--- START OF SOURCE PASSAGE ---

Partial correlations

exam_tib %>% 
  dplyr::select(exam_grade, revise, anxiety) %>% 
  correlation::correlation(., partial = TRUE)

## Parameter1 | Parameter2 |     r |         95% CI |     t |  df |      p |  Method | n_Obs
## -----------------------------------------------------------------------------------------
## exam_grade |     revise |  0.13 | [-0.06,  0.32] |  1.35 | 101 | 0.182  | Pearson |   103
## exam_grade |    anxiety | -0.25 | [-0.42, -0.06] | -2.56 | 101 | 0.024  | Pearson |   103
## revise     |    anxiety | -0.65 | [-0.75, -0.52] | -8.56 | 101 | < .001 | Pearson |   103

Comparing rs

The correlation between exam grade and anxiety for self-identifying males:

exam_tib %>% 
  dplyr::filter(sex == "Male") %>% 
  dplyr::select(exam_grade, anxiety) %>% 
  correlation::correlation()

--- END OF SOURCE PASSAGE ---
--- START OF GIVEN DATA ---

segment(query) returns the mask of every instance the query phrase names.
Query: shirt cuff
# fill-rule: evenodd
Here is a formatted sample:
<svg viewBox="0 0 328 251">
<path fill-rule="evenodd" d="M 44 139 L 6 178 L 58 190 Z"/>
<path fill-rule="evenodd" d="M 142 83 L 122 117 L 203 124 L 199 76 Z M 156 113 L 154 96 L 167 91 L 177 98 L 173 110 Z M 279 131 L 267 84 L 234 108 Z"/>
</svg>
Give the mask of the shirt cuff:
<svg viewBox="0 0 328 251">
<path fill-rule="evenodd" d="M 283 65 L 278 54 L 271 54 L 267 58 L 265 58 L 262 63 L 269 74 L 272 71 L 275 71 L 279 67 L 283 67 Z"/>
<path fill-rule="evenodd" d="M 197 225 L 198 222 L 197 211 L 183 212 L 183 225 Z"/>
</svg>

--- END OF GIVEN DATA ---

▶ [TASKS]
1. In the partial correlations output of the correlation walkthrough, what is the r value between revise and anxiety?
2. Continue the correlation walkthrough from its last line.

▶ [IN RESPONSE]
1. -0.65

2.
## Parameter1 | Parameter2 |     r |         95% CI |     t | df |      p |  Method | n_Obs
## ----------------------------------------------------------------------------------------
## exam_grade |    anxiety | -0.51 | [-0.68, -0.27] | -4.14 | 50 | < .001 | Pearson |    52

The correlation between exam grade and anxiety for self-identifying females:

exam_tib %>% 
  dplyr::filter(sex == "Female") %>% 
  dplyr::select(exam_grade, anxiety) %>% 
  correlation::correlation()

## Parameter1 | Parameter2 |     r |         95% CI |     t | df |     p |  Method | n_Obs
## ---------------------------------------------------------------------------------------
## exam_grade |    anxiety | -0.38 | [-0.59, -0.12] | -2.89 | 49 | 0.006 | Pearson |    51

exam_male <- exam_tib %>% 
  dplyr::filter(sex == "Male")

exam_female <- exam_tib %>% 
  dplyr::filter(sex == "Female")

WRS2::twopcor(x1 = exam_male$exam_grade, y1 = exam_male$anxiety, x2 = exam_female$exam_grade, y2 = exam_female$anxiety)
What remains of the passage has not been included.